> **Passage provided**:
──────────

Meuang Kham was established in 1784 (IRAP: 1998) and Hmong people arrived in
Xieng Khouang after, starting from 1830 onward.

The area has been the theater of important fighting during the war. In Houay Loun
village, in Khoun was General Vang Phao Airfield while the hill over Sanchotai village
in Kham district was an American base. People were trapped between two factions and
many villages flew for more quiet areas only to come back at the end of the conflict.

In both districts, all communities have faced migration from segments, households, clan
out of their village toward the lowland, the US, Vientiane, the district or provincial
center, etc. Many are almost half of the number of household they have been once.

Local development strategy includes establishing village clusters (2 in each of the 3 sub-
district in Kham). The villages closer to the road become the center; government will
lecture the others to resettle near road or river. People will move. In Kham, the idea isn’t
to bring all upland villages to the lowland, but to fill the space available where land is
available according to the Land and Forest Allocation (LFA). Ideally people will move
not separated but all together, but split if no carrying capacity. 8 villages are concerned
by resettlement in Kham and 1 village in Khoun district but this information is
incomplete.


4. Analysis of project outputs, impacts and weakness

4.1 Road and foot path construction
Outputs:
   -   12 villages were surveyed for foot path construction
   -   Tools have been distributed
   -   9/12 villages have been digging their foot paths
   -   40 km of footpaths were upgraded (35+5)

──────────

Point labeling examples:
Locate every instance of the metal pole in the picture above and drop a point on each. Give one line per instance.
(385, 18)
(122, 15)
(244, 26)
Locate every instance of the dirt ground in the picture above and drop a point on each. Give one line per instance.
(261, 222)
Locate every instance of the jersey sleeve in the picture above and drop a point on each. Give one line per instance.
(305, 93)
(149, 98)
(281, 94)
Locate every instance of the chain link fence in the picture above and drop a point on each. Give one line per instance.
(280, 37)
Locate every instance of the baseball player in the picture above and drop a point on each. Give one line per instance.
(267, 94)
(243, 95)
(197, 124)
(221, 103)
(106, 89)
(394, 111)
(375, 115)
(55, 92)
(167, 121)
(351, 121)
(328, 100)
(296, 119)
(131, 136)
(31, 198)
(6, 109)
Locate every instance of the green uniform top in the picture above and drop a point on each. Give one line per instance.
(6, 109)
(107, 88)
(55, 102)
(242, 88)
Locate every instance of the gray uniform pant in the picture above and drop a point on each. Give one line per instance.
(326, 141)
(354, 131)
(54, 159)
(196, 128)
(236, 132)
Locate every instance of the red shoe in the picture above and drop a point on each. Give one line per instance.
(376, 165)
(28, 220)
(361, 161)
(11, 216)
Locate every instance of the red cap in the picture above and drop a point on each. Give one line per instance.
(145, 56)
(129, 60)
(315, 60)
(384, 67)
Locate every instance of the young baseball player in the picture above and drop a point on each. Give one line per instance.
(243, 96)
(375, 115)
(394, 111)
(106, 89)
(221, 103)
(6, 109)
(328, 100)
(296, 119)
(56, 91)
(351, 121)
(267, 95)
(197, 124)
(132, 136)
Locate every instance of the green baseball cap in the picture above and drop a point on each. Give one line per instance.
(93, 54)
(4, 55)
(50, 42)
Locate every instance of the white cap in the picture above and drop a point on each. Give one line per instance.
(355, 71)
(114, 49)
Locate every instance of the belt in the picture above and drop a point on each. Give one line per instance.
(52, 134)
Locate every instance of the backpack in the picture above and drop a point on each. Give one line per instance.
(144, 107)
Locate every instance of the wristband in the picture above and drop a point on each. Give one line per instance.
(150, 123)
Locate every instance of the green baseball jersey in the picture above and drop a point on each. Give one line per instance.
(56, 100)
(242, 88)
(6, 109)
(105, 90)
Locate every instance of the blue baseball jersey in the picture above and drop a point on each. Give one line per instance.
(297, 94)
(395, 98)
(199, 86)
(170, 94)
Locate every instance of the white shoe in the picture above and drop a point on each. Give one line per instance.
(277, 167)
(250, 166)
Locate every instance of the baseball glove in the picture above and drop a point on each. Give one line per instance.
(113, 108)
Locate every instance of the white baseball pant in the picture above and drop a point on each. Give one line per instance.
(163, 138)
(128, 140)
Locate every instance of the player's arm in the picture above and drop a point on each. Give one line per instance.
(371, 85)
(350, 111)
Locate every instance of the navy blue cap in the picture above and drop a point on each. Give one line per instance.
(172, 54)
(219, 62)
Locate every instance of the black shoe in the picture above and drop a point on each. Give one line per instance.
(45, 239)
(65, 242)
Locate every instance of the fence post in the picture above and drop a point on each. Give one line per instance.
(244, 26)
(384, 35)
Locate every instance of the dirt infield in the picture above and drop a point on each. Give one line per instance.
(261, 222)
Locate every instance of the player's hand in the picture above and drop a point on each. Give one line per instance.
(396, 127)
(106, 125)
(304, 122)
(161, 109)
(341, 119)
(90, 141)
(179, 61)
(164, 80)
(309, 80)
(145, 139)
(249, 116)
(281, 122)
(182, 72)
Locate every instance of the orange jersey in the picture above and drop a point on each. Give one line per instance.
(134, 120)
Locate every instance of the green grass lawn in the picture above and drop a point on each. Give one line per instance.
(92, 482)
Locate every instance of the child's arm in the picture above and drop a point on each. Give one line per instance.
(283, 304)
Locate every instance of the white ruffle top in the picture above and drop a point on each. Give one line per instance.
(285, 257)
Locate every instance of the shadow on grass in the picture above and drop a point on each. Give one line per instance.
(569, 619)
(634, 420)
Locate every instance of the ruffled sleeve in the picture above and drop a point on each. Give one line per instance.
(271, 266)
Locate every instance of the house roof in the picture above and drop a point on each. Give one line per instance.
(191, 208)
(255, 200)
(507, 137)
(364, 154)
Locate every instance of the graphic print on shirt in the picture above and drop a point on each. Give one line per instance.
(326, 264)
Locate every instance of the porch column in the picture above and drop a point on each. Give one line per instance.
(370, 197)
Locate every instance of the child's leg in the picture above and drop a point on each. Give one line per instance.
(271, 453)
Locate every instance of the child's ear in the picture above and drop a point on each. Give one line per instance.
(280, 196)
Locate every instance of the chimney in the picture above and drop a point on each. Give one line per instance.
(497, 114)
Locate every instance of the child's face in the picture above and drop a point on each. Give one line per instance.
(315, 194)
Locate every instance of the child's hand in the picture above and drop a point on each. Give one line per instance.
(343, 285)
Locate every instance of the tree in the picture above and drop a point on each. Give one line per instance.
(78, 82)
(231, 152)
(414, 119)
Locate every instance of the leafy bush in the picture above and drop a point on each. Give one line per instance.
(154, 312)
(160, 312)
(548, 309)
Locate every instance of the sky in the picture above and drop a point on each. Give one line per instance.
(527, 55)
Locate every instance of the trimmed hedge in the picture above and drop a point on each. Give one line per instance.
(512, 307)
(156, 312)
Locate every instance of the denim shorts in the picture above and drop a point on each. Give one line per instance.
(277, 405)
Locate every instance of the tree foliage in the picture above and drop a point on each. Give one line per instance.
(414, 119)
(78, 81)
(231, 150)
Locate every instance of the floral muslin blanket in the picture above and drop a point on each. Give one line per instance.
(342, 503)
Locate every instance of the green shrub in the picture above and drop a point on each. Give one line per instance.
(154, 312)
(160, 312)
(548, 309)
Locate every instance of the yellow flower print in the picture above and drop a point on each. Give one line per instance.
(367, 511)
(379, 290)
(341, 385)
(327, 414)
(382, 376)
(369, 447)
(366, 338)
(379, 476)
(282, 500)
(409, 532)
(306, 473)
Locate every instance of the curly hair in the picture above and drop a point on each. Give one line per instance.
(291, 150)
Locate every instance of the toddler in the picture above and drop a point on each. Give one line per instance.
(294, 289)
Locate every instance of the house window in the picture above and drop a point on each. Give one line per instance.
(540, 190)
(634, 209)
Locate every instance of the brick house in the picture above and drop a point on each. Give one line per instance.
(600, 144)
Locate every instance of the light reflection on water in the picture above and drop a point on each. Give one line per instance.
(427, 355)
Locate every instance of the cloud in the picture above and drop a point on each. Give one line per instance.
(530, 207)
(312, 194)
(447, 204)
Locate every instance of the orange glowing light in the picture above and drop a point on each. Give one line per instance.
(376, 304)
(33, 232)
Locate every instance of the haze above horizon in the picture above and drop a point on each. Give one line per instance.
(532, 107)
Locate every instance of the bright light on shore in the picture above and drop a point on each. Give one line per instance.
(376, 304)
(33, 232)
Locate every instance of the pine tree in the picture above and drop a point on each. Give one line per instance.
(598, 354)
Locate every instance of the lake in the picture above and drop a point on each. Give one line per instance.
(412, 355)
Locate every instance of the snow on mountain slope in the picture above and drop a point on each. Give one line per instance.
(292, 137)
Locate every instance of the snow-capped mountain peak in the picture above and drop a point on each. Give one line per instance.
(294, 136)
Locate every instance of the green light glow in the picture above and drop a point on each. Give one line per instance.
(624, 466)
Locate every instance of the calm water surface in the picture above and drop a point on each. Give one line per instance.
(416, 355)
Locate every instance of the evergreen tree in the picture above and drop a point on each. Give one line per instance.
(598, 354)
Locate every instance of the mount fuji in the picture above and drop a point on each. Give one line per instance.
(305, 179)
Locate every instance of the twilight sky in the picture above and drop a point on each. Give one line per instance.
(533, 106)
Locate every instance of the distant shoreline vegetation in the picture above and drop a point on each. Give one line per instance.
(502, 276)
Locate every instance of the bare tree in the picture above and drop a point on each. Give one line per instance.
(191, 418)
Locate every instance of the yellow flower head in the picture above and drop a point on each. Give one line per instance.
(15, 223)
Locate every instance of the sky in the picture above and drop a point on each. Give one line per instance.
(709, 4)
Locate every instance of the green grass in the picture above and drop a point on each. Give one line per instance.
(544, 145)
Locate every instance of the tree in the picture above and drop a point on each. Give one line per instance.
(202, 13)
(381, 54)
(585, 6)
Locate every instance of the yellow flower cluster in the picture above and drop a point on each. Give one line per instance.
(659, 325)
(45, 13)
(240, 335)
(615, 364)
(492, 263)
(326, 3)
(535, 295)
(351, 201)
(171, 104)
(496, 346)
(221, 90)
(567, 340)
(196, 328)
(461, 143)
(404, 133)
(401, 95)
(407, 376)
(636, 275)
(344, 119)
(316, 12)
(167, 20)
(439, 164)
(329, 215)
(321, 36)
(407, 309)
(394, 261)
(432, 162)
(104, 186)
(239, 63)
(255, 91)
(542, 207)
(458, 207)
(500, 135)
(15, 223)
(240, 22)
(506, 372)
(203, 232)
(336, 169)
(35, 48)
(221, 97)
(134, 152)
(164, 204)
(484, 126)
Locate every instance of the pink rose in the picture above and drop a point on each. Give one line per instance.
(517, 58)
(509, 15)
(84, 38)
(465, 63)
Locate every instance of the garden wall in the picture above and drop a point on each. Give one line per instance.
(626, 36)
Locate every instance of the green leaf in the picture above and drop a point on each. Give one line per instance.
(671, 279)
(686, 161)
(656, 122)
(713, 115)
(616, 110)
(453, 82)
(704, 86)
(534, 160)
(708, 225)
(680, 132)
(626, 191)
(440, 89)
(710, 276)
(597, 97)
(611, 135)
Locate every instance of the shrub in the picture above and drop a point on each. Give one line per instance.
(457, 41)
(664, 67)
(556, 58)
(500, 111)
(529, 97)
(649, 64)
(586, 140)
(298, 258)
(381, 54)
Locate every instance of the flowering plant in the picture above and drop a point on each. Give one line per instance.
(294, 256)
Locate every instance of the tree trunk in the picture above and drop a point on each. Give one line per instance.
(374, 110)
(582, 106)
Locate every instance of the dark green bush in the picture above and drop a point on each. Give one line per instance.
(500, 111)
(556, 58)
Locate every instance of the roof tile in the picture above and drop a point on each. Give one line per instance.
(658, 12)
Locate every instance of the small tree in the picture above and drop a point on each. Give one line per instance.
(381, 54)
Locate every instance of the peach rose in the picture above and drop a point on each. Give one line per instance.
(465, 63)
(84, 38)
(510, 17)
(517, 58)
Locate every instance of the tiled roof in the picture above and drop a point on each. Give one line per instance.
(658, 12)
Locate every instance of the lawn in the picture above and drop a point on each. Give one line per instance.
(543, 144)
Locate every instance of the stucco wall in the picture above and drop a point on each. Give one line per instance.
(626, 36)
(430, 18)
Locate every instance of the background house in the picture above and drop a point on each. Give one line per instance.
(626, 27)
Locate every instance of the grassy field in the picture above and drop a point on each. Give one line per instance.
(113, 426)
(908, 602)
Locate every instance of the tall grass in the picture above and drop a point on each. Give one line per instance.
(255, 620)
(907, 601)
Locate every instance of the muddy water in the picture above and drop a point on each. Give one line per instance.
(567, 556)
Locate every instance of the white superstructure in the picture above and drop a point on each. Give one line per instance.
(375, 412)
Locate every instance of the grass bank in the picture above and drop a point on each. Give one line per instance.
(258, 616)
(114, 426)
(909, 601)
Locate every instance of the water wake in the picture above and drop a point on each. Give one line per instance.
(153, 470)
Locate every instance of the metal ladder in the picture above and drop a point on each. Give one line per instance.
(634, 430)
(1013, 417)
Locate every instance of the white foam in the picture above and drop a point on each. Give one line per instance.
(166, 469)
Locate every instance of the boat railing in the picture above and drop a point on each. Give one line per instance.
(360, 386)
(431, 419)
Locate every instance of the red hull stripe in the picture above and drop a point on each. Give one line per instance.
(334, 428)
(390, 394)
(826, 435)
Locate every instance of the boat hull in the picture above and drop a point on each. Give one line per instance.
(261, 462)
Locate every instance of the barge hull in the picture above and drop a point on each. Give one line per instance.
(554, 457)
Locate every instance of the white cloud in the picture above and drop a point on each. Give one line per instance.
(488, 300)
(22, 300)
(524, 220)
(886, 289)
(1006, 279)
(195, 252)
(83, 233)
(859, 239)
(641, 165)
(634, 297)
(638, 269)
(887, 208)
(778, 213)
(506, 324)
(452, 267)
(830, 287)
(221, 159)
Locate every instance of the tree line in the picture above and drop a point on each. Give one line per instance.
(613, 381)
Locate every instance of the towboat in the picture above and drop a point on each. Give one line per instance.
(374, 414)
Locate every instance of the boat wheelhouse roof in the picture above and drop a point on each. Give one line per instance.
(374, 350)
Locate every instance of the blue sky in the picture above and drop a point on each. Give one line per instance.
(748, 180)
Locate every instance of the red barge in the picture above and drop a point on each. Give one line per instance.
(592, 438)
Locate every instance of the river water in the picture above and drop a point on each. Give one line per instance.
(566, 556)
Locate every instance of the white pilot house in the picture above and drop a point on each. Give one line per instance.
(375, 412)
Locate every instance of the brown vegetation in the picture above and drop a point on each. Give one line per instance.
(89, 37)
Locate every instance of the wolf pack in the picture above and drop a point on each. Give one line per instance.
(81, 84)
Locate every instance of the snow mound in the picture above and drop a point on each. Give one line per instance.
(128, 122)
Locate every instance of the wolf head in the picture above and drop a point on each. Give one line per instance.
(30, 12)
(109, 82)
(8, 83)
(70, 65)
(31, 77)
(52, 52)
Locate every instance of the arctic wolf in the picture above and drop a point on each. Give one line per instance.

──────────

> **Challenges**:
**a)** In the report on Kham and Khoun districts, in what year was Meuang Kham established?
**b)** Extend the report on Kham and Khoun districts, picking up right after its final line.

> **Per-task answers**:
**a)** 1784

**b)**
   -   88.8 tones of rice distributed
   -   7,756 m3 of rocks destroyed using dynamite
   -   52,190 m2 of foot path cleared of UXO
Impacts:
   -   Transportation is eased from and to the villages, people are investing in
       transportation means like in Houay Hok, 5 household bought a motorbike.
   -   In Phakok village, the price for hiring a truck to carry goods decreased from
       800,000 – 1 million kip to 100,000. Rice price increased from 1,000 kip/kg to
       1,300 kip/kg. Also, since the road is built, merchants come directly to the villages
       and villagers can negotiate more easily; before they would bring their harvest in
       the district centre and were more vulnerable and would accept lower price.
Weaknesses:
   -   Post distribution monitoring: in Keo Leuk, hoes were not enough for the labour,
       same for Houay Loun that is short 10 hoes. Generally, in many villages, shovels
       aren’t used because people don’t need them.
   -   In Huayloun village, villagers complained about the poor supervision, since they
       dig in the wrong direction for the GFS pipeline system and lost their labour
       investments.
   -   There was not enough technical supervision in Phakok that has a lot of un-used
       labour mentioned the village head resulting in delay in the realisation of the
       construction work needing technical expertise.
   -   If villagers generally satisfied with the rice they received for their labour (rice for
       work), there has been delay in distributing rice in the rainy season.


4.2 Food security

4.2.1 Corn
Outputs:
   -   116 kg of seeds provided to 33 households
   -   7.75 ha planted
   -   14,373 kg of maize were harvested
Impacts:
   -   Corn had had the best results in terms of production. Two maize per plant were
       harvested and up to 450 kg per kg of seedlings planted.
   -    Better yields than the indigenous species that have been used many years
Weaknesses:
   -    The participation in planting cash crops is directly linked to the availability of the
        road to bring the production to the market.
   -    Seeds were brought late in the season and the villagers had started to plant their
        own indigenous seeds in case CRWRC would never show up with the promised
        seeds. Then the surfaces were not available anymore when the seedlings finally
        arrived.
   -    Distribution in sub-district centre. Villagers are told how to do by the head of the
        sub-district of Sadnoy.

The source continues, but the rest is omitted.